## Document passage
* * * *
Quick Links

Re: Update Unicode data to Unicode 16.0.0

From:	Robert Haas <robertmhaas(at)gmail(dot)com>
To:	Jeff Davis <pgsql(at)j-davis(dot)com>
Cc:	Joe Conway <mail(at)joeconway(dot)com>, Laurenz Albe <laurenz(dot)albe(at)cybertec(dot)at>, Jeremy Schneider <schneider(at)ardentperf(dot)com>, Nathan Bossart <nathandbossart(at)gmail(dot)com>, Peter Eisentraut <peter(at)eisentraut(dot)org>, pgsql-hackers <pgsql-hackers(at)postgresql(dot)org>
Subject:	Re: Update Unicode data to Unicode 16.0.0
Date:	2025-03-21 14:45:47
Message-ID:	CA+TgmoahWh6zxBFUygOUwrdkGogp47ZVoa8GVkxEORRc7+EwWA@mail.gmail.com
Views:	Raw Message \| Whole Thread \| Download mbox \| Resend email
Thread:
Lists:	pgsql-hackers

On Fri, Mar 21, 2025 at 2:45 AM Jeff Davis <pgsql(at)j-davis(dot)com> wrote:
> On Thu, 2025-03-20 at 08:45 -0400, Robert Haas wrote:
> > * When the collation/ctype/whatever definitions upon which you are
> > relying change, you can either decide to switch to the new ones
> > without rebuilding your indexes and risk wrong results until you
> > reindex, or you can decide to create new indexes using the new
> > definitions and drop the old ones.
>
> Would newly-created objects pick up the new Unicode version, or stick
> with the old one?
* * * *
## Request
Answer these questions about the mailing-list message:
1. Who is named as the sender of the message?
2. What mailing list is the message posted to?
3. What does Jeff Davis ask about newly-created objects?
The listing is not required for any part of this exercise.

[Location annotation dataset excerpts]
* * * *
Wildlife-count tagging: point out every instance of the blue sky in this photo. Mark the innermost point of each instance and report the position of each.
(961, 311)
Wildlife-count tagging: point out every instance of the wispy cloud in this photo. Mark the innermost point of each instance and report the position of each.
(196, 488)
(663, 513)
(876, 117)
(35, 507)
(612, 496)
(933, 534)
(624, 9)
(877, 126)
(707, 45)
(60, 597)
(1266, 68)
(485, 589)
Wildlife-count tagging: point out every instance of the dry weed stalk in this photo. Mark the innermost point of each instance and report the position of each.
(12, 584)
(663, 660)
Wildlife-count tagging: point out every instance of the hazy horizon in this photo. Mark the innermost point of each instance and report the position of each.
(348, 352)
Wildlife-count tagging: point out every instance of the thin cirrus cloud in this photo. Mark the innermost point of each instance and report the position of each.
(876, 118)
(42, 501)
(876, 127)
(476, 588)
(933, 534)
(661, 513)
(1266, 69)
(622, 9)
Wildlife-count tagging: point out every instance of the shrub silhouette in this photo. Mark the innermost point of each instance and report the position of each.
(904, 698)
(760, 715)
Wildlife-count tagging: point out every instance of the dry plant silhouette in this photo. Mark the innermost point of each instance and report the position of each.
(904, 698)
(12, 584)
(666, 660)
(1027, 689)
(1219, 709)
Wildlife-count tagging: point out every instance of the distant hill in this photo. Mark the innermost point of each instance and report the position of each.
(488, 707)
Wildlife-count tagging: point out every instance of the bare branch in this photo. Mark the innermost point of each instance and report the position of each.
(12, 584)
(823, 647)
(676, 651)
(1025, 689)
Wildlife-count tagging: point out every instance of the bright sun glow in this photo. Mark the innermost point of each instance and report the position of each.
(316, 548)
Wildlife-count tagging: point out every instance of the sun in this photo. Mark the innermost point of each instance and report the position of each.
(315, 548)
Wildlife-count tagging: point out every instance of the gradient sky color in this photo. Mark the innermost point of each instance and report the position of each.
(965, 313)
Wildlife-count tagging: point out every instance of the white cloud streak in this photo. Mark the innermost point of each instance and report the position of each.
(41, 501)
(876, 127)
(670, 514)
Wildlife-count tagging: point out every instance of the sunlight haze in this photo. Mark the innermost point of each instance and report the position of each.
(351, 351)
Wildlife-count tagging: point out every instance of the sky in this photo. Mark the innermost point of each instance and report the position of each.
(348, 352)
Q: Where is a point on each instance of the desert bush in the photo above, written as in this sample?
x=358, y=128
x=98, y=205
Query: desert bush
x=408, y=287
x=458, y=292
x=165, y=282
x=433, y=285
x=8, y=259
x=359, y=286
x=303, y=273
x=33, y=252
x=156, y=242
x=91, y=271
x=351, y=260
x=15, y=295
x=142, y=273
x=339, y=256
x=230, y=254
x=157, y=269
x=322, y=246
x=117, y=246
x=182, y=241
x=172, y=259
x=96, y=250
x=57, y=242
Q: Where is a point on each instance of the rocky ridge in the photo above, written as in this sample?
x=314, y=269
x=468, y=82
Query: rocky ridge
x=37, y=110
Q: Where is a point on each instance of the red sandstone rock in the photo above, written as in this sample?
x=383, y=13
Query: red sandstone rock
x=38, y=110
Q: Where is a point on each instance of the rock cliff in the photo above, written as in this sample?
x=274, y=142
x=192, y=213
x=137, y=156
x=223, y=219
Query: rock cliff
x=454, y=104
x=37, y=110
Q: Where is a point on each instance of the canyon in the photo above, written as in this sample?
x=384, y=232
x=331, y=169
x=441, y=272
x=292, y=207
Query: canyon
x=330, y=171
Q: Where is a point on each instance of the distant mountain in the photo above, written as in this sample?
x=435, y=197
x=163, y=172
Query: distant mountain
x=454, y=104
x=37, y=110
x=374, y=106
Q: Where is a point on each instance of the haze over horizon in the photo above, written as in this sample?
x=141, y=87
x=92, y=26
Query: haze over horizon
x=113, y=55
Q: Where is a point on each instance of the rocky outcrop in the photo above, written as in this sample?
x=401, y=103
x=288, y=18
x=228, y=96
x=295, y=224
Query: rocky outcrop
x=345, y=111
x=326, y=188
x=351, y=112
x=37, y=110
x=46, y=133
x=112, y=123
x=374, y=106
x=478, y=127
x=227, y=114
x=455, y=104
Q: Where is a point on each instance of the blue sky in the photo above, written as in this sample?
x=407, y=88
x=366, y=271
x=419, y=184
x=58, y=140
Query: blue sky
* * * *
## Result
1. Robert Haas.
2. pgsql-hackers.
3. Whether newly-created objects would pick up the new Unicode version or stick with the old one.